◆ Set problem:
Swap "grep" for "sed" in the thread on filtering XML tags, then give that thread again from "Super User Asked" to "else in them.".

◆ Provided text:
——————————

TransWikia.com

How do I filter an XML file to find all of one type of tag with any invalid values?

Super User Asked by GC_ on December 24, 2020

I was messing around with notepad++, but seem to find an easy way to do this. I think grep might work, but I an not totally sure how.

I have a file, that has certain tags, I want to find all of the tags, that have incorrect values. For example:

This is what most of them are.

<tag attr="1">Correct</tag>

However, I want to find all the ones with anything else in them.

<tag attr="1">Wrong</tag>
<tag attr="1">Incorrect</tag>
<tag attr="1">Gibberish</tag>

… etc, etc …

There are thousands of them, but I am just looking for bad ones. I don’t want to look at each manually. Also, more than on tag can be on the same line.

GC

3 Answers

It's better to use a XML parser, but, if you want to use Notepad++, this does the job:

  • Ctrl+F
  • Find what: <tag[^>]*>(?:(?!Correct|</tag>).)*</tag>
  • CHECK Match case
  • CHECK Wrap around
  • CHECK Regular expression
  • UNCHECK . matches newline
  • Find All in Current Document

Explanation:

<tag[^>]*>          # open tag
            # Tempered Greedy Token
(?:                 # non capture group
    (?!                 # negative lookahead, make sure we haven't after:
        Correct             # literally Correct
      |                   # OR
        </tag>              # end tag
    )                   # end lookahead
    .                   # any character
)*                  # end group, may appear 0 or more times
</tag>              # end tag

Screenshot (before):

enter image description here

Screenshot (after):

enter image description here

Correct answer by Toto on December 24, 2020

Find an XML editor that allows XPath searching (I use oXygen), and the query is then //tag[not(.='Correct')].

——————————

◆ Records supplied:
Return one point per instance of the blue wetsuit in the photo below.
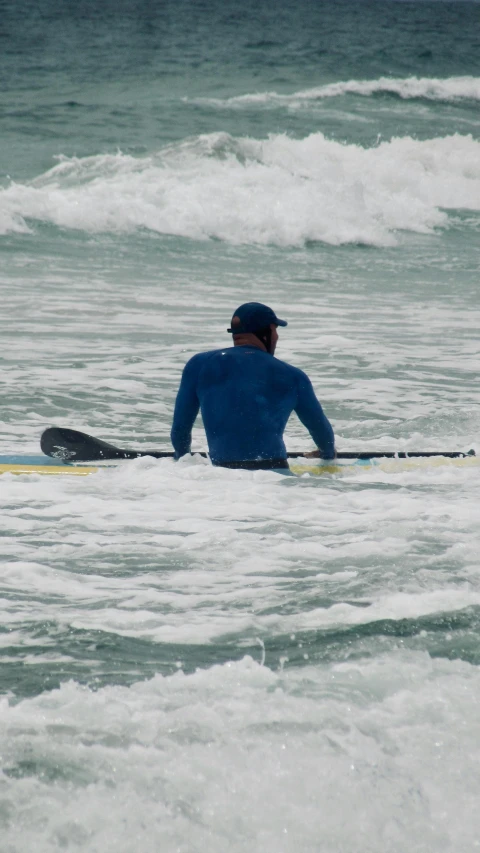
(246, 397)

——————————

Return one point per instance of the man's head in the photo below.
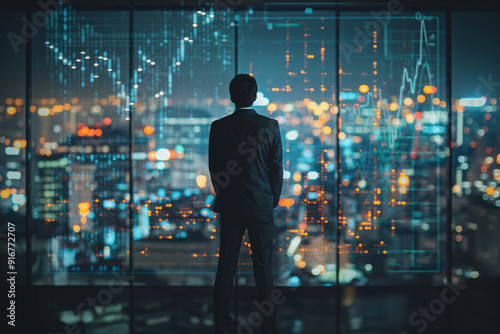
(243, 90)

——————————

◆ Result of this task:
Super User Asked by GC_ on December 24, 2020

I was messing around with notepad++, but seem to find an easy way to do this. I think sed might work, but I an not totally sure how.

I have a file, that has certain tags, I want to find all of the tags, that have incorrect values. For example:

This is what most of them are.

<tag attr="1">Correct</tag>

However, I want to find all the ones with anything else in them.